WHAT TO DO » Copy out, exactly as given, every line from the line with "Objective — set a marker on each instance of the eucalyptus" to the end of the listing, both of those lines included.

TASK MATERIAL »
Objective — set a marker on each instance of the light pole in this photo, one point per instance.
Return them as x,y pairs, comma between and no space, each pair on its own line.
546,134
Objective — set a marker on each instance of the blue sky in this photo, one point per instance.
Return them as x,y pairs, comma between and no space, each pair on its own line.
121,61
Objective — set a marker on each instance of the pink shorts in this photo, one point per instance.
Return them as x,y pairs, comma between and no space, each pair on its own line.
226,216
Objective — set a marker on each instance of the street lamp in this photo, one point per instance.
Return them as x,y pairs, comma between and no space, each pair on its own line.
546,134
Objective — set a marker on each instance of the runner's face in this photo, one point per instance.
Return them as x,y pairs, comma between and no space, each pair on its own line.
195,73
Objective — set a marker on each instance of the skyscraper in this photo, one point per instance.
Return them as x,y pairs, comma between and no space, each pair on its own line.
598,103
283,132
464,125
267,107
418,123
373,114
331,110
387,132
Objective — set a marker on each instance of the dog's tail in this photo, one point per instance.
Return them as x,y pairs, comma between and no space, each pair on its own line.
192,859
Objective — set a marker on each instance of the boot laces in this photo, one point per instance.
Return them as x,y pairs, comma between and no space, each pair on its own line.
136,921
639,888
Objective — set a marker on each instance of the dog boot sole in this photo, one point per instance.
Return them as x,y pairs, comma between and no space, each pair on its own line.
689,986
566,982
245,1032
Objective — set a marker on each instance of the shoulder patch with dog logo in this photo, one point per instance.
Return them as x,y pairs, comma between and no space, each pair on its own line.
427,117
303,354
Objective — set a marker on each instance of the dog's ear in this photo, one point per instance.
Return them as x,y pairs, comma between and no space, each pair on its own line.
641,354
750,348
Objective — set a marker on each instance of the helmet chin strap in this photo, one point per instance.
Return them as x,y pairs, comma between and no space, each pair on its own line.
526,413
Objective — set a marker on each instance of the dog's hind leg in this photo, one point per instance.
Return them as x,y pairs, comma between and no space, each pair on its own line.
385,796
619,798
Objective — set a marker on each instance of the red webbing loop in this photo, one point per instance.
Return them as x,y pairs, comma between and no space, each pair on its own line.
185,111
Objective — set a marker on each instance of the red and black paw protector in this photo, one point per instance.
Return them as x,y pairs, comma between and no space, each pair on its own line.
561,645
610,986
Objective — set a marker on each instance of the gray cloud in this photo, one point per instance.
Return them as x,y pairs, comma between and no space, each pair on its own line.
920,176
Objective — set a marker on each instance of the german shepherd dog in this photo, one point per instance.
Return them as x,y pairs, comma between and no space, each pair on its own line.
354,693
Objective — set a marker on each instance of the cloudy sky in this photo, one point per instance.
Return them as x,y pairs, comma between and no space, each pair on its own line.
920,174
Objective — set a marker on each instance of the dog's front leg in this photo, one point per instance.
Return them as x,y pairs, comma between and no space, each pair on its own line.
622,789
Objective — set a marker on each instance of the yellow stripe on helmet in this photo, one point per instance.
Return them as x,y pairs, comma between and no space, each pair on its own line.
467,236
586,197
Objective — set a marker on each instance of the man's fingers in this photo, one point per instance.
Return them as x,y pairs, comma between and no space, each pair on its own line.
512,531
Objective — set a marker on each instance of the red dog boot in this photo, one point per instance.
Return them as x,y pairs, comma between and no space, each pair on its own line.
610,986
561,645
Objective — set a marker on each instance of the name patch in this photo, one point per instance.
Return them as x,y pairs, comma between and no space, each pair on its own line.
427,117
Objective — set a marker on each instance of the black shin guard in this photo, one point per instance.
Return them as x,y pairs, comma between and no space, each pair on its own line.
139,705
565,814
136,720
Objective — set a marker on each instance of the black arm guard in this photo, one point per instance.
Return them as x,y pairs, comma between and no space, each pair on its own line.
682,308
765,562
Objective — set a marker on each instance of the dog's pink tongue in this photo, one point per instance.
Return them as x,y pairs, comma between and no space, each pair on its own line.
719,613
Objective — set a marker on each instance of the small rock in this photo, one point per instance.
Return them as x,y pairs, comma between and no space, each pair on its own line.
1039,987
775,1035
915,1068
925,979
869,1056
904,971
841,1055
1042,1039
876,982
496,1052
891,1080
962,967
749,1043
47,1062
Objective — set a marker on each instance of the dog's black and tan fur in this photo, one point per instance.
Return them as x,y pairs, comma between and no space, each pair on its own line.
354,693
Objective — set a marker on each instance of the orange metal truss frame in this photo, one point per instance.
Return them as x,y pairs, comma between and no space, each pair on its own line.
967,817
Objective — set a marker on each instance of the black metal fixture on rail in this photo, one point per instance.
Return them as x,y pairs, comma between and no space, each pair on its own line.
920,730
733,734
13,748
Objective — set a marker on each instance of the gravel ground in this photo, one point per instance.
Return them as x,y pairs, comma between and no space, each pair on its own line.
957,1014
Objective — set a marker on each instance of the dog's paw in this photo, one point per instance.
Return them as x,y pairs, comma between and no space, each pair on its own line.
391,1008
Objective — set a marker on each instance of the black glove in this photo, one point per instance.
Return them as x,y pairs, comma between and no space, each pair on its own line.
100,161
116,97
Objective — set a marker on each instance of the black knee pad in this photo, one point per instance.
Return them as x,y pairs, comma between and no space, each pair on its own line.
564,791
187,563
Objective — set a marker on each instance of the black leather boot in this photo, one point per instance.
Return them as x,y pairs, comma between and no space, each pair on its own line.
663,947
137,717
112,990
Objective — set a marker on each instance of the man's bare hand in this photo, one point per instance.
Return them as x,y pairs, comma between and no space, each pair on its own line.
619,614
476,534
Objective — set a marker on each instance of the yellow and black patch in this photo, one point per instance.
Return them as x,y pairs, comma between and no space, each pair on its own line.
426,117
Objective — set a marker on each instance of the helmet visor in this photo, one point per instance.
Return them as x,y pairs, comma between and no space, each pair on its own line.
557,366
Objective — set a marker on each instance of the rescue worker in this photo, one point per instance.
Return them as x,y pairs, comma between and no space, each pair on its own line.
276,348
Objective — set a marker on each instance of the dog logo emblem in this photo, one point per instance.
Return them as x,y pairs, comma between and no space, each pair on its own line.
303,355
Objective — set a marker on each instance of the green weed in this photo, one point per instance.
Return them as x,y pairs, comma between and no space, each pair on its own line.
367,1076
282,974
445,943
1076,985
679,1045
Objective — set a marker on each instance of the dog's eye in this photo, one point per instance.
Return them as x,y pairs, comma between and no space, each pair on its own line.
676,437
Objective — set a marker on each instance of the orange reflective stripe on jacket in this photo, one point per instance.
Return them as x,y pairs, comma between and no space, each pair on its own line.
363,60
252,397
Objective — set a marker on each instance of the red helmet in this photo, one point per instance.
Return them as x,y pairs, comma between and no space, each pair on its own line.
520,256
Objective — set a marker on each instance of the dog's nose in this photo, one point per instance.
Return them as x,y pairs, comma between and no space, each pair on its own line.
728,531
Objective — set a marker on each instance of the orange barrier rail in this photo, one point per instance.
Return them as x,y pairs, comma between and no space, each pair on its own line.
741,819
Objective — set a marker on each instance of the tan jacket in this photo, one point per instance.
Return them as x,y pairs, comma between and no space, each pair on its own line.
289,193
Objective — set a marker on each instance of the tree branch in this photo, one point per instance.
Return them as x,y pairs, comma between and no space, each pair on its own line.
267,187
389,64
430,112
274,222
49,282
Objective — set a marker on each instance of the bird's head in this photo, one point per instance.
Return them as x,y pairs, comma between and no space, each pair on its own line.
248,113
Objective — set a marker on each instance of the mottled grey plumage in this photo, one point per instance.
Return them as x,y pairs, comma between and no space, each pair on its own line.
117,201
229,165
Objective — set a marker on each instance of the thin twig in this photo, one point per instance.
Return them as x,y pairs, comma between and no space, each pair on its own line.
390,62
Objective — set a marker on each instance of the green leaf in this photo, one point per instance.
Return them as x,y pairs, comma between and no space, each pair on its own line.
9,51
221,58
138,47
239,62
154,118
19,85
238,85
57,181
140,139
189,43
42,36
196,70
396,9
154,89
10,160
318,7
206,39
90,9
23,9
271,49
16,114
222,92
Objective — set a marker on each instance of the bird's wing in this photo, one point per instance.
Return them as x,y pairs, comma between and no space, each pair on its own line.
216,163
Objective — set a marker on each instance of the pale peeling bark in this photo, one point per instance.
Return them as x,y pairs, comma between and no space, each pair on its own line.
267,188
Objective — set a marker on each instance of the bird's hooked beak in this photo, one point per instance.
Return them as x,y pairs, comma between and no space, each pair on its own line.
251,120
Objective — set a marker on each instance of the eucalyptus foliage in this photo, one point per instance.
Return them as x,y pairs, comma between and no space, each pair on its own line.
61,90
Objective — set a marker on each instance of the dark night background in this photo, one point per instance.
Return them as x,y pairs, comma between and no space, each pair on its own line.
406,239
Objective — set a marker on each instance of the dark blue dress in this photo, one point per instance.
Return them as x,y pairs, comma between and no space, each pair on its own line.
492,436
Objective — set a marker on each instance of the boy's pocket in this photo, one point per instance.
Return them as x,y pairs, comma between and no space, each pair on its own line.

SOLUTION TO THIS EXERCISE »
Objective — set a marker on each instance of the eucalyptus foliage in this photo, one point per instance.
Return them as x,y pairs, comma between and no space, each pair on its own line.
61,90
Objective — set a marker on each instance of the dark night background in this photo, one point per instance.
Return them as x,y pairs, comma between and no space, each pair on its own line.
406,239
Objective — set a marker on each instance of the dark blue dress in this photo, one point per instance.
Return them as x,y pairs, comma between and no space, each pair on its own line.
492,436
Objective — set a marker on each instance of the boy's pocket in this photo, one point per instance.
Return them as x,y pairs, comma between and no space, each pair on its own line.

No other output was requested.